▸ GIVEN INSTRUCTION
Without pictures, repeat exactly the lines from the one containing "For every instance of the bus body" through the end of the entries.

-- begin --

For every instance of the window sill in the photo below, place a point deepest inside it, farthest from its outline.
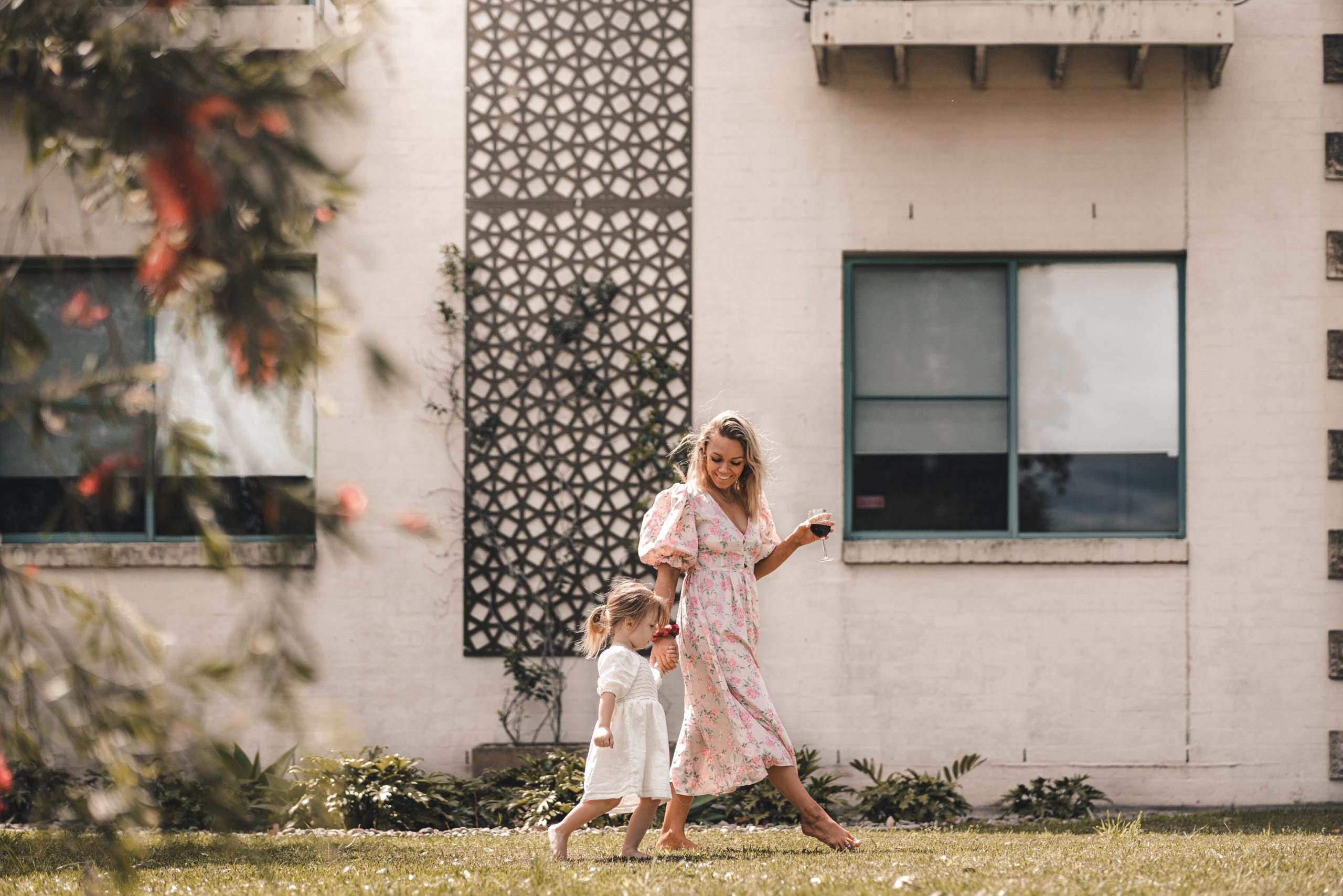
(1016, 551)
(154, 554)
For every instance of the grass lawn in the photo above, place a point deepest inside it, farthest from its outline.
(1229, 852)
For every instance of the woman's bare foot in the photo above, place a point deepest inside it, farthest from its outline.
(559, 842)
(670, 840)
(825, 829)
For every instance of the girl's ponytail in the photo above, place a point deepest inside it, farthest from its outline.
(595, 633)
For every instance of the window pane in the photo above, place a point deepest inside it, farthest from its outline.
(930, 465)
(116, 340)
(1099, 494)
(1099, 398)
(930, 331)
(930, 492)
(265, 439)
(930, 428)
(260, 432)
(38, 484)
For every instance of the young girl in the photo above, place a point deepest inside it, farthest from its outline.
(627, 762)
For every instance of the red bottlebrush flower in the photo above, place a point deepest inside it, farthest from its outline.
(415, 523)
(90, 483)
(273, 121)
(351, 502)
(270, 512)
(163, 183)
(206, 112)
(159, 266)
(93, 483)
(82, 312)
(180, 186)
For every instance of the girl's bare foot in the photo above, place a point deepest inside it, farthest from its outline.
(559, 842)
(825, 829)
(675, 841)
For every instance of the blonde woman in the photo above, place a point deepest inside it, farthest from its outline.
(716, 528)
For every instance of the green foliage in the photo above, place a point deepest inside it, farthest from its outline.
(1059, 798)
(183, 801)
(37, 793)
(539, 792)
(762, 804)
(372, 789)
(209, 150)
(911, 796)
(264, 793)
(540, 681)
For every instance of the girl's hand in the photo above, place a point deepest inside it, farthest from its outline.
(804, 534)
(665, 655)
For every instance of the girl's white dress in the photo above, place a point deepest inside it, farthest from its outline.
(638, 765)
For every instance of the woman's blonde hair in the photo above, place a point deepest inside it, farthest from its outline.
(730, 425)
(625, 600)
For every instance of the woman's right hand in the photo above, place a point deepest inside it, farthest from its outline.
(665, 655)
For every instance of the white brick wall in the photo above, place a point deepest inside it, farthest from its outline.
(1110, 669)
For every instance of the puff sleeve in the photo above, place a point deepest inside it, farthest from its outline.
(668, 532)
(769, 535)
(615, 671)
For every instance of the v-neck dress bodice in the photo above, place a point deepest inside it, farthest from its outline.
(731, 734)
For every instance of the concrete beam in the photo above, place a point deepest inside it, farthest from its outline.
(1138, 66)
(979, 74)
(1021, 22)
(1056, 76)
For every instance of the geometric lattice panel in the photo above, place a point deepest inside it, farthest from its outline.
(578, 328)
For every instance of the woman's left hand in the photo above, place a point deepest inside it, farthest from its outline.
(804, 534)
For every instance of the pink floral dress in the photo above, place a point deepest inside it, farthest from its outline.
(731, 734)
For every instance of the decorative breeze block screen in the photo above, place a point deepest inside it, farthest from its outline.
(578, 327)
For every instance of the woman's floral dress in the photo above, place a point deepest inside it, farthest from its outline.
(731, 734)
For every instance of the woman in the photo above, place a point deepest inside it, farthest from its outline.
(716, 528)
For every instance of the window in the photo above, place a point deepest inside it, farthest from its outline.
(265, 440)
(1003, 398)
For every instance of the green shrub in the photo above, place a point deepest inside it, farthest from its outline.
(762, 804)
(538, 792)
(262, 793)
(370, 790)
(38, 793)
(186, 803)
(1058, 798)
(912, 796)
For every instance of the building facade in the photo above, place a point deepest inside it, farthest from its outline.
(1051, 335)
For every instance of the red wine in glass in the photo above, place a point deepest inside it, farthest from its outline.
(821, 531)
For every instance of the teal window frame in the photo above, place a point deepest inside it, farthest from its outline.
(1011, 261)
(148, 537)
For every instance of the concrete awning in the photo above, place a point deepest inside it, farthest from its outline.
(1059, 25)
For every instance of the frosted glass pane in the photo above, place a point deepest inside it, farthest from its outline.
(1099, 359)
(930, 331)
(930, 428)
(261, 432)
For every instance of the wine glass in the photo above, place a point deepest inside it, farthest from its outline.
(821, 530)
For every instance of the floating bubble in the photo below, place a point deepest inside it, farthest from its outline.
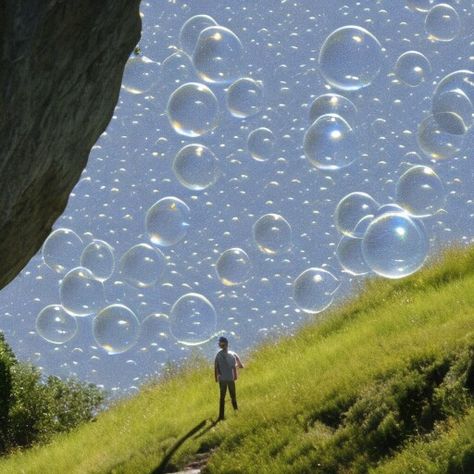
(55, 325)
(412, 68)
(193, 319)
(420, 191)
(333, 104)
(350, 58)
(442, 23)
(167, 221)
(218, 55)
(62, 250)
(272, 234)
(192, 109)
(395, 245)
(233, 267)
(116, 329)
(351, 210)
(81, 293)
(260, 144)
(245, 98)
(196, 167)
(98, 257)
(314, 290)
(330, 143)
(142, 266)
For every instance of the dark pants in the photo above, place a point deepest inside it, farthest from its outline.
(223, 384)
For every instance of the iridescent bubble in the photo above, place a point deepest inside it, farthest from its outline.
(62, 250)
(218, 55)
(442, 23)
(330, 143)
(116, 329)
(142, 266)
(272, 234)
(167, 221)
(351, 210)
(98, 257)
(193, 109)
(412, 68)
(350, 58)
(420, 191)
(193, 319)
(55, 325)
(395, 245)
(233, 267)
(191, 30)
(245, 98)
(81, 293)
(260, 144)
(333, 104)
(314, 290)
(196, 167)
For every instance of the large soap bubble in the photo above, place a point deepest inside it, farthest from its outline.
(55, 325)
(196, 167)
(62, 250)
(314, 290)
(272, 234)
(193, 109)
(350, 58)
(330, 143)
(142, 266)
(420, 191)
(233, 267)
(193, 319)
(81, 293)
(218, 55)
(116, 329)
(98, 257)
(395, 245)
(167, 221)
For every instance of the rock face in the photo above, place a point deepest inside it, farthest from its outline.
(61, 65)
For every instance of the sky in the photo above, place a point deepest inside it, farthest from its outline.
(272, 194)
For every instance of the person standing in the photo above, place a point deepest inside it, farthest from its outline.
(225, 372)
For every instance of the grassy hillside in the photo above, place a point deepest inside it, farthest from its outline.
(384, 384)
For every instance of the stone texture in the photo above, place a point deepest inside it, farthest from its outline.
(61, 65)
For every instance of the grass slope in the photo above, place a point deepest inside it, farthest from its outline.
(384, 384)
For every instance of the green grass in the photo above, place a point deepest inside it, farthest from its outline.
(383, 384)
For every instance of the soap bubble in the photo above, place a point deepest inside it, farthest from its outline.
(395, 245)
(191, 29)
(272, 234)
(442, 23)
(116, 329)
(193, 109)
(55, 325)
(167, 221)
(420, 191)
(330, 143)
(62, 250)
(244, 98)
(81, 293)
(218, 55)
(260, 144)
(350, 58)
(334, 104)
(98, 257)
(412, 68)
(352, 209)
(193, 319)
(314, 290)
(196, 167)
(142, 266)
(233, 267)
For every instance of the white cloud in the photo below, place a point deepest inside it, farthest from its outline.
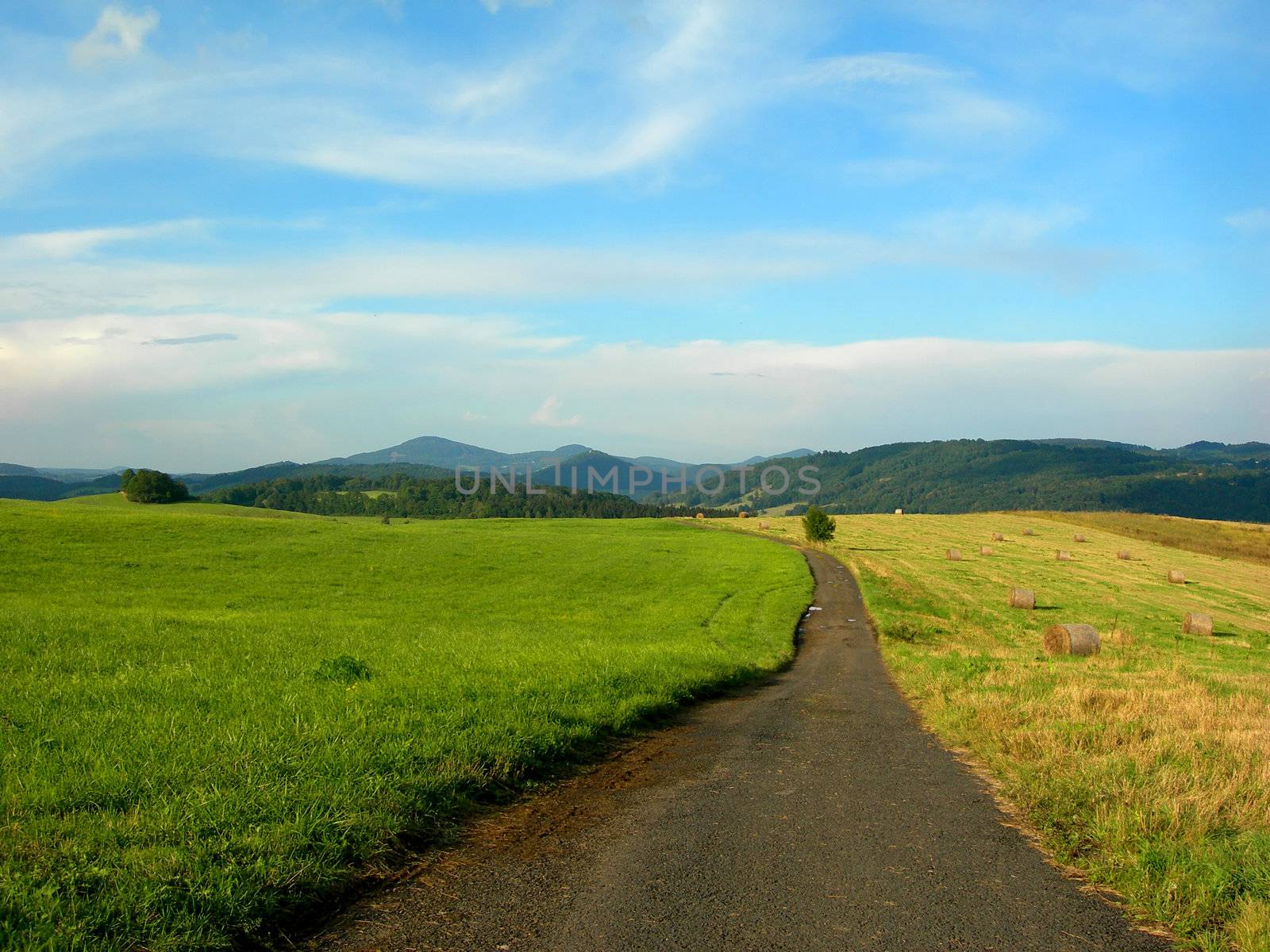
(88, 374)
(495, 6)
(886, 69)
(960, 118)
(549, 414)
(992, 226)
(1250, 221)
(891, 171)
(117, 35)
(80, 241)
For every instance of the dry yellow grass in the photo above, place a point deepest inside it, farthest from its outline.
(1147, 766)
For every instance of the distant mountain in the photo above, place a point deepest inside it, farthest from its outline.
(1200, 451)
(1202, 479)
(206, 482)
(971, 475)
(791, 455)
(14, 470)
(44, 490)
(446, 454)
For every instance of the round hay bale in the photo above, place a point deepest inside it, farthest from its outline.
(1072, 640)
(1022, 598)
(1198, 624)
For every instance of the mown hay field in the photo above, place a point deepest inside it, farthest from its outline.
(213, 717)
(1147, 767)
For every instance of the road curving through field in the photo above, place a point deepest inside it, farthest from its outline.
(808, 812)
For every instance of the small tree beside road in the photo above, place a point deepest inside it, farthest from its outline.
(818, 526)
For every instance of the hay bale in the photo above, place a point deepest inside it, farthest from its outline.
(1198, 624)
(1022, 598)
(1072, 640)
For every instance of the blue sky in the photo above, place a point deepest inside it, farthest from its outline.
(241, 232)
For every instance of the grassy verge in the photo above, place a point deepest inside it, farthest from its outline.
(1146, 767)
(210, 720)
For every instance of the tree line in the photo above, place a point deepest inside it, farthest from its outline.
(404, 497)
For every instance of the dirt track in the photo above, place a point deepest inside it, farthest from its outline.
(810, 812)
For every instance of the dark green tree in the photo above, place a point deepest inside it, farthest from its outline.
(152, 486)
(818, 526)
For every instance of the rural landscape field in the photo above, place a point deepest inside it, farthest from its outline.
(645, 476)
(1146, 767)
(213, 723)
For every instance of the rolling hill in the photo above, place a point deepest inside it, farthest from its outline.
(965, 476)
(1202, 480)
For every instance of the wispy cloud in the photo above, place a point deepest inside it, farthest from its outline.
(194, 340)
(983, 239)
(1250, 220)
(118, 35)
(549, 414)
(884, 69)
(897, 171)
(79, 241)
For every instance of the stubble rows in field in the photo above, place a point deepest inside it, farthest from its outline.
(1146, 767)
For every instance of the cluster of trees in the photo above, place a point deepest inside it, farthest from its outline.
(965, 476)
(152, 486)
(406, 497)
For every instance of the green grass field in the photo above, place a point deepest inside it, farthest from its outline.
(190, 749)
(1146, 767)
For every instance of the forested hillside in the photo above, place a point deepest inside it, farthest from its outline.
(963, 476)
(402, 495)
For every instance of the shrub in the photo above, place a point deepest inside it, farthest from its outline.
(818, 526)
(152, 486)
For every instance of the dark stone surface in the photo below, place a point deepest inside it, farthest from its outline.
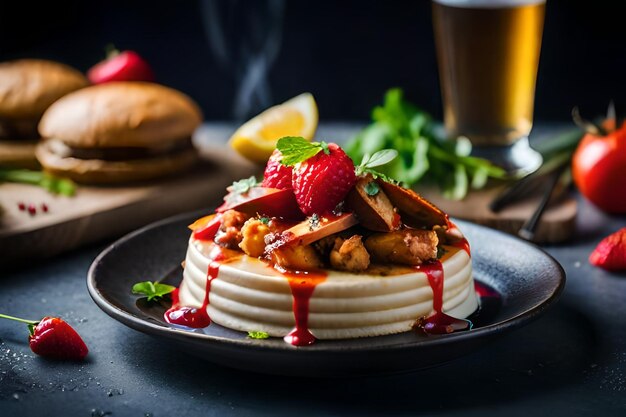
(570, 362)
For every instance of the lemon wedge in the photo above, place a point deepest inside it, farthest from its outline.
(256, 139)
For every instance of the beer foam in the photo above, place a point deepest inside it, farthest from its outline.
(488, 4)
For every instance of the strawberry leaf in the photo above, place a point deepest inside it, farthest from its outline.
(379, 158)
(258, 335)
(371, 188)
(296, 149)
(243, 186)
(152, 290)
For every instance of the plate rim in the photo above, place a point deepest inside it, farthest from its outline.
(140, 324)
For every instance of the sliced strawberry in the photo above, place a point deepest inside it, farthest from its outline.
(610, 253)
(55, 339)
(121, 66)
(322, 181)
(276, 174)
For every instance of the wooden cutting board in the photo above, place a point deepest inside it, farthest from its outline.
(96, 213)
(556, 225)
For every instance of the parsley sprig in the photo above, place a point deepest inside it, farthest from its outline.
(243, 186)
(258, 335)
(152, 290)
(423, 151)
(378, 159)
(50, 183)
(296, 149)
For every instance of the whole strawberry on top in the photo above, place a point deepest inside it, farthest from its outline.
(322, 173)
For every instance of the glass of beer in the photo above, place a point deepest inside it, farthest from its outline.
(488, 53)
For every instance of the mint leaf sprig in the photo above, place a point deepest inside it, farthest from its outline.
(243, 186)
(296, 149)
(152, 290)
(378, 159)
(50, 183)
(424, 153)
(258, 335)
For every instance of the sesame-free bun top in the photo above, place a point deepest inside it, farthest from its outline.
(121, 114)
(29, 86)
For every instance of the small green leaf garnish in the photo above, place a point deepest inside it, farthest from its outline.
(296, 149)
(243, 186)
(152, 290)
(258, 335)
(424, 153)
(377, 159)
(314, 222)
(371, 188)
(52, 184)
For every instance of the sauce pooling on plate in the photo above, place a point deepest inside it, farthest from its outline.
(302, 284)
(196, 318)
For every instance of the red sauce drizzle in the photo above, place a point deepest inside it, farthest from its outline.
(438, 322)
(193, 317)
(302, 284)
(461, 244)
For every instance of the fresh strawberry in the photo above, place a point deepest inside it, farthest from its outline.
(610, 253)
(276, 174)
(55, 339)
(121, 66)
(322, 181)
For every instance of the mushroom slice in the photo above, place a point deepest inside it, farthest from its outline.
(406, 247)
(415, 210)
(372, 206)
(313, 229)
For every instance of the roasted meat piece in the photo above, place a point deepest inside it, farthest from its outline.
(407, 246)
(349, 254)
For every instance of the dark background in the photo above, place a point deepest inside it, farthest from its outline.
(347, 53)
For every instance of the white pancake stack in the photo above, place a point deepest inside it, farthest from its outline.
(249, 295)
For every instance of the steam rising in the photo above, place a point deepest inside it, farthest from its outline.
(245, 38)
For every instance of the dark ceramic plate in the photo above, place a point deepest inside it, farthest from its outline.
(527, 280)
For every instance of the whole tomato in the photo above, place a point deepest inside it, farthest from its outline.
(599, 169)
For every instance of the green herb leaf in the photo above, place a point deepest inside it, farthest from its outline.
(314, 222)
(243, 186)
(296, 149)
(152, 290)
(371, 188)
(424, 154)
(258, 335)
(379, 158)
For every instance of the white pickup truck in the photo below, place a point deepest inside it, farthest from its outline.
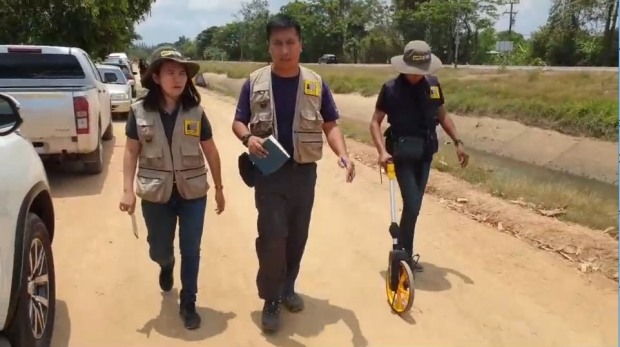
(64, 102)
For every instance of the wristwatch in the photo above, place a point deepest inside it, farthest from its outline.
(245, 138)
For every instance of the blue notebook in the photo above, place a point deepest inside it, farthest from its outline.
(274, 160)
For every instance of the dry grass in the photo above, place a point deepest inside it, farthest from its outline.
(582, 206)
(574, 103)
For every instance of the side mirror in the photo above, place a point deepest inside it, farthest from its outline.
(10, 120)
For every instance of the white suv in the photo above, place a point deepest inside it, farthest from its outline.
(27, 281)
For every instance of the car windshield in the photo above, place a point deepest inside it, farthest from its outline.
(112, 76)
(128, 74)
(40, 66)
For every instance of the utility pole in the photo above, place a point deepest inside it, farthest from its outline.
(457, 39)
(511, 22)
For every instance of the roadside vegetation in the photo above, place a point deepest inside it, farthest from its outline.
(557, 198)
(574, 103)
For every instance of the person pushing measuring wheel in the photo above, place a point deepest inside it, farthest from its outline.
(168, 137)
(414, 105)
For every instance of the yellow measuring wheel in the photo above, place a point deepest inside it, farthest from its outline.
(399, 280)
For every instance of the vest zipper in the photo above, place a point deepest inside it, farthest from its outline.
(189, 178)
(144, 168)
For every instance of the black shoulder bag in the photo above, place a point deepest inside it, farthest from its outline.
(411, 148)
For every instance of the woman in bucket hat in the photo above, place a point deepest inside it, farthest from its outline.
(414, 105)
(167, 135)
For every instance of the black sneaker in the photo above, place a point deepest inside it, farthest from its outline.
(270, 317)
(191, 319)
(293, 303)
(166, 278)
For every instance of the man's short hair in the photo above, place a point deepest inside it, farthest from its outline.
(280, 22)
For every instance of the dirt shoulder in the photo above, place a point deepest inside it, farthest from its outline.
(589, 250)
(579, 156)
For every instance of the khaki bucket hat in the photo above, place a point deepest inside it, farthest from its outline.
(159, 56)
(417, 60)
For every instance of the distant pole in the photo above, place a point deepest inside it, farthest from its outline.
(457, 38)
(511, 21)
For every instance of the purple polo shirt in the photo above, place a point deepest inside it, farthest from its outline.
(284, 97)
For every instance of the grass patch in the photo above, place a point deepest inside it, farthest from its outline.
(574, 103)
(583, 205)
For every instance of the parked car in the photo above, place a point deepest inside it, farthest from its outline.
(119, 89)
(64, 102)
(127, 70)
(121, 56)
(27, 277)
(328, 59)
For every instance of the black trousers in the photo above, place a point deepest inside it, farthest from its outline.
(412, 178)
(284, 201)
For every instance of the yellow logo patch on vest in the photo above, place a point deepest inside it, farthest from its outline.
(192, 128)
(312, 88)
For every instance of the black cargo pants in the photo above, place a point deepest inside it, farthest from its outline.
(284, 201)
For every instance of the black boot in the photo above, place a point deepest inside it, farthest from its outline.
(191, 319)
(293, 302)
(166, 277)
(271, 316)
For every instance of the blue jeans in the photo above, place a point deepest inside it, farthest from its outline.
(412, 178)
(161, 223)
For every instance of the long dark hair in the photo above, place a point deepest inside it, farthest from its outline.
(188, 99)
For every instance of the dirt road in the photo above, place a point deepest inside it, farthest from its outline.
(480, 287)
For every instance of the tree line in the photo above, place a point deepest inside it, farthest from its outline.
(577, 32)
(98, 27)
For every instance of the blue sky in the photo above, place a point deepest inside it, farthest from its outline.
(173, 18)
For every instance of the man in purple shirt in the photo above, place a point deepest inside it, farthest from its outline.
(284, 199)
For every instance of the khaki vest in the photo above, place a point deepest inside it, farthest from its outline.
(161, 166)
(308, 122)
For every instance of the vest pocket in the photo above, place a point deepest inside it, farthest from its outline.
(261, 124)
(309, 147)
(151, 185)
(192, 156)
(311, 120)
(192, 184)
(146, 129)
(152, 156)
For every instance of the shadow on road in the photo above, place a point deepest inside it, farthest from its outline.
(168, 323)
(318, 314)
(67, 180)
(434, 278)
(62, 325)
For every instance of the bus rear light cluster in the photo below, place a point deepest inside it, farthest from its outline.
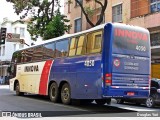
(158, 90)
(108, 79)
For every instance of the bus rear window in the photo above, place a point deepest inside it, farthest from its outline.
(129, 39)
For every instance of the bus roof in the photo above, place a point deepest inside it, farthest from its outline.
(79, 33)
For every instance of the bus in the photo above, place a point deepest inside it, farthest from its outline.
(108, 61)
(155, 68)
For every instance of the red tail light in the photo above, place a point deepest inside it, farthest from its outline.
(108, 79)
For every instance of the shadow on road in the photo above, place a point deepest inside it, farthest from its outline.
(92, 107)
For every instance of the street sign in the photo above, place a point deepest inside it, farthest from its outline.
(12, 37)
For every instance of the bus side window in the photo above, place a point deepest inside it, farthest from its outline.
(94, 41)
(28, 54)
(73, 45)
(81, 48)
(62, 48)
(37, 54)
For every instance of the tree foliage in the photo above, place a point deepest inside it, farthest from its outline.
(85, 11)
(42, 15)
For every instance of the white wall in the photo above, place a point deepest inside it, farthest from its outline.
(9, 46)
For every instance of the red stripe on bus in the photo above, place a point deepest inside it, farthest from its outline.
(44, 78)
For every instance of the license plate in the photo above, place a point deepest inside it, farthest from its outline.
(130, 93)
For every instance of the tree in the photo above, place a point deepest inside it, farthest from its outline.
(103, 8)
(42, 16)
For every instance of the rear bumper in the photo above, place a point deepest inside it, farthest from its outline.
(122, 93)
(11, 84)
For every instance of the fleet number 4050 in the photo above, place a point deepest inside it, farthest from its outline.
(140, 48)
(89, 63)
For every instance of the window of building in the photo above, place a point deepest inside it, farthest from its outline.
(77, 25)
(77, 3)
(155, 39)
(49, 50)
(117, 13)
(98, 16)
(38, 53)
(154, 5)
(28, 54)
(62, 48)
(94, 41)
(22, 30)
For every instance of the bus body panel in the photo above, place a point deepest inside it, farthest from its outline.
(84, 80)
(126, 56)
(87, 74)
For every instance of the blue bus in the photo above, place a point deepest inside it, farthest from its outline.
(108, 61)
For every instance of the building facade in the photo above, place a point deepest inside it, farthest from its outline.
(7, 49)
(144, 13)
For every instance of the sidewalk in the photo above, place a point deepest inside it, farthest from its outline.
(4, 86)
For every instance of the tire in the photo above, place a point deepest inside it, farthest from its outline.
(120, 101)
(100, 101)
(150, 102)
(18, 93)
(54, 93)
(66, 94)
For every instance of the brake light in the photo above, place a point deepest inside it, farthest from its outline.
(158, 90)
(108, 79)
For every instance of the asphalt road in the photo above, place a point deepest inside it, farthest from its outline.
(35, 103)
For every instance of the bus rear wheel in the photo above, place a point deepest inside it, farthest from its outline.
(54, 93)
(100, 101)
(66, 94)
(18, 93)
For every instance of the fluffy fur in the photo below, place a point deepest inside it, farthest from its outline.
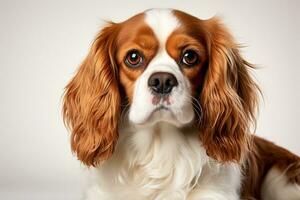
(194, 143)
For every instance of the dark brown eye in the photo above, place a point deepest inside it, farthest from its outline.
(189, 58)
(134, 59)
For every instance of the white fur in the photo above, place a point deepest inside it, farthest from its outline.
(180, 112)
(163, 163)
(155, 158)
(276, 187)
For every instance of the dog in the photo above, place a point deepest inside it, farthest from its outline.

-- end --

▸ THE RESPONSE
For every instance of the bus body panel in the photo above, place a point deepest inside it, farthest from its outline.
(84, 80)
(126, 56)
(87, 74)
For every instance of the blue bus in the photo above, place a point deepest inside it, farthest from its outline.
(108, 61)
For every instance of the building facade in the photo above, place a point deepest inside it, farthest from its outline.
(7, 49)
(144, 13)
For every instance of the sidewalk in the photo above, place a point deepest inside it, farthest from its outline.
(4, 86)
For every instance of the tire in the photo above, place a point deepest inside it, farthest from its outline.
(120, 101)
(100, 101)
(150, 102)
(18, 93)
(54, 93)
(66, 94)
For every instance of the brake light in the photo above, place a point deepest inside it, farthest from its outline.
(158, 90)
(108, 79)
For every instance of the asphalt road in the photo above, place a point deepest inside it, farthest from its outline.
(35, 103)
For every instance of the bus rear wheel in the photo above, place a point deepest inside it, farthest from its outline.
(54, 93)
(100, 101)
(66, 94)
(18, 93)
For every instance of the fluffy fur in the photo below, place a point deepest inside it, farthest from its outline.
(194, 143)
For every instance of the dark brown eye in the photo above, place a point deepest inside it, farthest from its outline.
(189, 58)
(134, 59)
For every instance of the white fur in the photo above, place a point deepest inside it, farthest from its outline.
(180, 112)
(163, 163)
(155, 158)
(276, 187)
For every instance of the dog in the photo above, place a point deepest inside it, farthest from its outline.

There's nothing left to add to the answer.